» INSTRUCTIONS TO FOLLOW
When you reach the line containing "in [296, 288].", repeat it and every line after it exactly, stopping only at the end of the listing.

» MATERIAL FOR THIS TASK
════════════════════
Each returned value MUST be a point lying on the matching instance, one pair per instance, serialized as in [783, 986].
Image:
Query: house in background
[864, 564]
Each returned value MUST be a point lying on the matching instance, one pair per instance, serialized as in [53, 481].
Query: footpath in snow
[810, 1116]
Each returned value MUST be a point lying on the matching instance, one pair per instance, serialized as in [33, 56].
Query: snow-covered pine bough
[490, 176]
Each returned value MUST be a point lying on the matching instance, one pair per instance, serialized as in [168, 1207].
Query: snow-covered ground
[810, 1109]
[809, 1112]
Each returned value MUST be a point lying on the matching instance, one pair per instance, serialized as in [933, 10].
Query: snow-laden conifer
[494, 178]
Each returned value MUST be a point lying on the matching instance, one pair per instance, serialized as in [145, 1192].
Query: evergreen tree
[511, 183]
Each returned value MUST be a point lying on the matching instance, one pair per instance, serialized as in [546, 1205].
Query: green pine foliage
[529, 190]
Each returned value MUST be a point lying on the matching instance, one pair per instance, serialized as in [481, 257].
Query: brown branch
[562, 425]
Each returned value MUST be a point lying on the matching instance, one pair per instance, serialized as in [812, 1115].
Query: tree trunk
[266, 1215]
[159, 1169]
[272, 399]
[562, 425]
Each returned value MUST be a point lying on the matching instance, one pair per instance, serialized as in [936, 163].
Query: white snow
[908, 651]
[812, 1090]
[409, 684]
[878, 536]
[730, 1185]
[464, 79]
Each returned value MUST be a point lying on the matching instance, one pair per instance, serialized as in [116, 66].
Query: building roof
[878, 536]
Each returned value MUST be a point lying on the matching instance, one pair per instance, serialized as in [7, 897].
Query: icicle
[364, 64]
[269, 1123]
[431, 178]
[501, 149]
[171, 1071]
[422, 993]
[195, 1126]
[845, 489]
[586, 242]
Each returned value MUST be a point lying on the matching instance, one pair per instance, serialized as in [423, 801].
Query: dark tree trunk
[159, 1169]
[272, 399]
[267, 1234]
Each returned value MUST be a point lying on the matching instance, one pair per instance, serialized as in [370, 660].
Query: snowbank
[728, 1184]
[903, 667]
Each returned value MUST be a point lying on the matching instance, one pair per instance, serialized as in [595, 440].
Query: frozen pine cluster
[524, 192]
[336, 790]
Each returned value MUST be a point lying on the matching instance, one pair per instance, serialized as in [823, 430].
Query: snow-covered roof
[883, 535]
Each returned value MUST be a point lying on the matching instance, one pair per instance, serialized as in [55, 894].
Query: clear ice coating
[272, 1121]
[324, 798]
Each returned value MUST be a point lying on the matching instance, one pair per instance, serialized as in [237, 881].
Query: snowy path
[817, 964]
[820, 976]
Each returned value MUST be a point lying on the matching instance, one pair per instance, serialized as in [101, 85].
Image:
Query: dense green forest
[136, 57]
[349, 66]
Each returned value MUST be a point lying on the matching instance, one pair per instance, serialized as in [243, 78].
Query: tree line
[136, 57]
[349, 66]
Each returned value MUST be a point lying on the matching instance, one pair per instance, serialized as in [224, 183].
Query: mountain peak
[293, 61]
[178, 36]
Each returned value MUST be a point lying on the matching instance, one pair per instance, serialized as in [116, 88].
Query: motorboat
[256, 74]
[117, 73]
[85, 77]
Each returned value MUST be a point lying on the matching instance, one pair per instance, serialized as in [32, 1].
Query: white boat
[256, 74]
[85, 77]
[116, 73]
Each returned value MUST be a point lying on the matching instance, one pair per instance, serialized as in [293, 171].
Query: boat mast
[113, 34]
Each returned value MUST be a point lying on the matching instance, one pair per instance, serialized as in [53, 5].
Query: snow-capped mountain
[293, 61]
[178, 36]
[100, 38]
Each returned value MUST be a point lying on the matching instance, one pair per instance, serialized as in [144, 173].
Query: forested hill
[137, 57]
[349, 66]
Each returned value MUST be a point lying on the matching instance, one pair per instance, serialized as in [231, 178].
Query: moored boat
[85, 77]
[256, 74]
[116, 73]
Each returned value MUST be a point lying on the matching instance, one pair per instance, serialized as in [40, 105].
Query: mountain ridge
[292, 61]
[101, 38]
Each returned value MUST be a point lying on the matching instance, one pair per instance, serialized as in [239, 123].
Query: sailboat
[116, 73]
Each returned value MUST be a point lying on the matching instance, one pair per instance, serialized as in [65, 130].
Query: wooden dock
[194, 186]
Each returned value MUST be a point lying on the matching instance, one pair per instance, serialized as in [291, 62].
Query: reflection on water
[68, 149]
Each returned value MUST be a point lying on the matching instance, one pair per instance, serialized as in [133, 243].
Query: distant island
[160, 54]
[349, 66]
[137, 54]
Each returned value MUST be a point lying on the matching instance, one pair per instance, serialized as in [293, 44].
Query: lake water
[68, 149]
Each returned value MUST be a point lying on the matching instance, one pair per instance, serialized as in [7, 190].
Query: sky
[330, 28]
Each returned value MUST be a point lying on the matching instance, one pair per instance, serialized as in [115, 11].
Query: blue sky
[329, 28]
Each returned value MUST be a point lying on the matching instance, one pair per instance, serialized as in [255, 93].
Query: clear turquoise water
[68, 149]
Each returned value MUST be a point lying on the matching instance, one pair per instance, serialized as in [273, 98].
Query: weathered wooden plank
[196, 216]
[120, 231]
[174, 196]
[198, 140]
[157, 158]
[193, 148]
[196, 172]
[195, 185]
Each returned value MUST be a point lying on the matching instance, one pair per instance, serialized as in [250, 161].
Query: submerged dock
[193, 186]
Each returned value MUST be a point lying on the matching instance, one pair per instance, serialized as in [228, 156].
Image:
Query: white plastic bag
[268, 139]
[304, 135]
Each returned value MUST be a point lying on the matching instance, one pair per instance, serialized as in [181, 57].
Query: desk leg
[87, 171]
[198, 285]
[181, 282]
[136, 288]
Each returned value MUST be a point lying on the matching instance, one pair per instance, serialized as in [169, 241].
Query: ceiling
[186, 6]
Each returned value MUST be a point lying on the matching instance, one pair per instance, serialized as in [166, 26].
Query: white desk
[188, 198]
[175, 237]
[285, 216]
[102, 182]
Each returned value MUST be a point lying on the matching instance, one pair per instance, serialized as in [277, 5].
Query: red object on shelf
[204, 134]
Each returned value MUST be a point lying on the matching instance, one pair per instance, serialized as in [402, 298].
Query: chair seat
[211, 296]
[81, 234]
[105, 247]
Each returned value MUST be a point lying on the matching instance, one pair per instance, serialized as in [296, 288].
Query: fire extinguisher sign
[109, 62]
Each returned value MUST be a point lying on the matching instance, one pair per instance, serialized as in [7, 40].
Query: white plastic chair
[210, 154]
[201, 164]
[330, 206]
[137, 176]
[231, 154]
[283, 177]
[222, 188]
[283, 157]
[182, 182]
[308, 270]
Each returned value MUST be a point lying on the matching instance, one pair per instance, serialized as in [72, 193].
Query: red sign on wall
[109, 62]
════════════════════
» ANSWER SECTION
Each returned value MUST be a point lying on the matching instance, one pair per instance, serialized as in [296, 288].
Query: fire extinguisher sign
[109, 62]
Each returned value MUST be a point lying on the matching instance, one pair per instance, serialized as in [7, 40].
Query: white plastic chair
[210, 154]
[201, 164]
[330, 206]
[137, 176]
[231, 154]
[283, 177]
[222, 188]
[283, 157]
[182, 182]
[308, 270]
Each returned value MUST be a point lying on the matching instance, one pair per instance, serialized as in [72, 193].
Query: red sign on wall
[109, 62]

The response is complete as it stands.